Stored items
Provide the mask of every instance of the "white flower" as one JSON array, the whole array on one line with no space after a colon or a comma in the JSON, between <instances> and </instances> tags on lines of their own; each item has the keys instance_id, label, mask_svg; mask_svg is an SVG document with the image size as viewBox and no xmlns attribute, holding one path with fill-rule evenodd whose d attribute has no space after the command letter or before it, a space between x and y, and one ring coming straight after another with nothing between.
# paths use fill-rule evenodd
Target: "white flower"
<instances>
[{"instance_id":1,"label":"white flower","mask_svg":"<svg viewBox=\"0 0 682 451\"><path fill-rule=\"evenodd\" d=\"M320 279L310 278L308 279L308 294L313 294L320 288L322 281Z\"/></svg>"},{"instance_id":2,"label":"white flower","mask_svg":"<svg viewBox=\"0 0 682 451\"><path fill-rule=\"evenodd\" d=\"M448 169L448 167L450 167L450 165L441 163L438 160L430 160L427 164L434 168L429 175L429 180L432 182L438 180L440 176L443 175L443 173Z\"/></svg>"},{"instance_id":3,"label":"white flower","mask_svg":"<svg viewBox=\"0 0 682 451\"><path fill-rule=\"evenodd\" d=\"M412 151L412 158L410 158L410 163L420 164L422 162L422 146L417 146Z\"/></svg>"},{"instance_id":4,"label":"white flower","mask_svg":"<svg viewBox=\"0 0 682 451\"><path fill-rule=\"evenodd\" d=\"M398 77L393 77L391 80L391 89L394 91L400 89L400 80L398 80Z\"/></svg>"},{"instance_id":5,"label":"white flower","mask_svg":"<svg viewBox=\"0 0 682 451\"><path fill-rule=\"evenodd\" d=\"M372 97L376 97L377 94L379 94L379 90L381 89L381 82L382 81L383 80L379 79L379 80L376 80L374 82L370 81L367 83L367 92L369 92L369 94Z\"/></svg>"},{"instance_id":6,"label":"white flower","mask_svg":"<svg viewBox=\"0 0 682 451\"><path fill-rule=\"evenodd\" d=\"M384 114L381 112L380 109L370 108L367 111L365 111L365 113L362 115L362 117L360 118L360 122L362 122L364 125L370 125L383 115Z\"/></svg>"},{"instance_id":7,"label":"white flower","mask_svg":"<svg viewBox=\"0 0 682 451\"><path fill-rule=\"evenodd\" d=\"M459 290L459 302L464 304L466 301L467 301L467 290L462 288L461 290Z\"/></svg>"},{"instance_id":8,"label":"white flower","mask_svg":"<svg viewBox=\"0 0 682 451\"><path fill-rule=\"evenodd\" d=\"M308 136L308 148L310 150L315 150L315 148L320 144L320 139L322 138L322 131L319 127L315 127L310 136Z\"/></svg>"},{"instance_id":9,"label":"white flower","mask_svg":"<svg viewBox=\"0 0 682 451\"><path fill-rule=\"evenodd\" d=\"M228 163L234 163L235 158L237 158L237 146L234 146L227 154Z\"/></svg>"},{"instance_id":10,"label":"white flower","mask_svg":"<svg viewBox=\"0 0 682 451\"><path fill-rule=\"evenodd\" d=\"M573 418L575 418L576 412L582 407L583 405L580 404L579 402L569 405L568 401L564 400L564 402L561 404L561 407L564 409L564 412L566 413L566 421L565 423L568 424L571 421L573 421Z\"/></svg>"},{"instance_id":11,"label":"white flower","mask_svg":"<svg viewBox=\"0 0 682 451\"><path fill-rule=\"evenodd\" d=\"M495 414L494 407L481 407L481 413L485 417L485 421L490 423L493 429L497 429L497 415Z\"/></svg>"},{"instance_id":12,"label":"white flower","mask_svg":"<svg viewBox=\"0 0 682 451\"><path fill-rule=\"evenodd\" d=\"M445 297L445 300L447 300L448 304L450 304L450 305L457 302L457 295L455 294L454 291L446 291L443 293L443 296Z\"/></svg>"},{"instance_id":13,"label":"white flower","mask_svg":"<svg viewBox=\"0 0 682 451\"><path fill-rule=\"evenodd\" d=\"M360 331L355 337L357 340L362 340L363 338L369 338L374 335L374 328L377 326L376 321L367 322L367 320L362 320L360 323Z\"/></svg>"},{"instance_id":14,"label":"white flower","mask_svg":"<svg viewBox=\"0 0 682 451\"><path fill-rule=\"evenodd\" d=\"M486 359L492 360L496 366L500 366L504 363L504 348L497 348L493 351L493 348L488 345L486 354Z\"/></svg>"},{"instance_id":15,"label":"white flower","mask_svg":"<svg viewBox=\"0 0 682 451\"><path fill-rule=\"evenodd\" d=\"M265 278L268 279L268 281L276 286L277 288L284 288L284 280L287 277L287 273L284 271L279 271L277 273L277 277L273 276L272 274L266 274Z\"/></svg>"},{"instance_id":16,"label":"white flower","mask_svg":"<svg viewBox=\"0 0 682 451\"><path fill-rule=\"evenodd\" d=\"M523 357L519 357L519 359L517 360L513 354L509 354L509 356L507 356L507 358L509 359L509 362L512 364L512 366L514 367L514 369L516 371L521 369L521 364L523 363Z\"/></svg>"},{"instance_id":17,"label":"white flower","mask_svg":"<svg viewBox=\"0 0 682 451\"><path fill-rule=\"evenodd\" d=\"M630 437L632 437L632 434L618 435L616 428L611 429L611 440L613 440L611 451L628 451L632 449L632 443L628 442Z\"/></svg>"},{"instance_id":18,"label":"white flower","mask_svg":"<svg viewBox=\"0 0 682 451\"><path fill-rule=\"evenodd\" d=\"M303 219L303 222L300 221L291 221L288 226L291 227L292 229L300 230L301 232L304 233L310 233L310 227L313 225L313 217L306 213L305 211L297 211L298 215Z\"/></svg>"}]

**Task brief**
In the lines above, locate the string "instances". Copy every line where it occurs.

**Task solution**
Provide the mask of every instance of the "white flower" as one JSON array, the whole array on one line with no space after a colon or a comma in the JSON, between <instances> and </instances> tags on lines of their own; each item has the keys instance_id, label, mask_svg; mask_svg is an SVG document with the image size as viewBox and no xmlns attribute, holding one path with fill-rule evenodd whose d attribute has no space after the command letter or before it, a space between x and y, and one ring coming straight after another with nothing between.
<instances>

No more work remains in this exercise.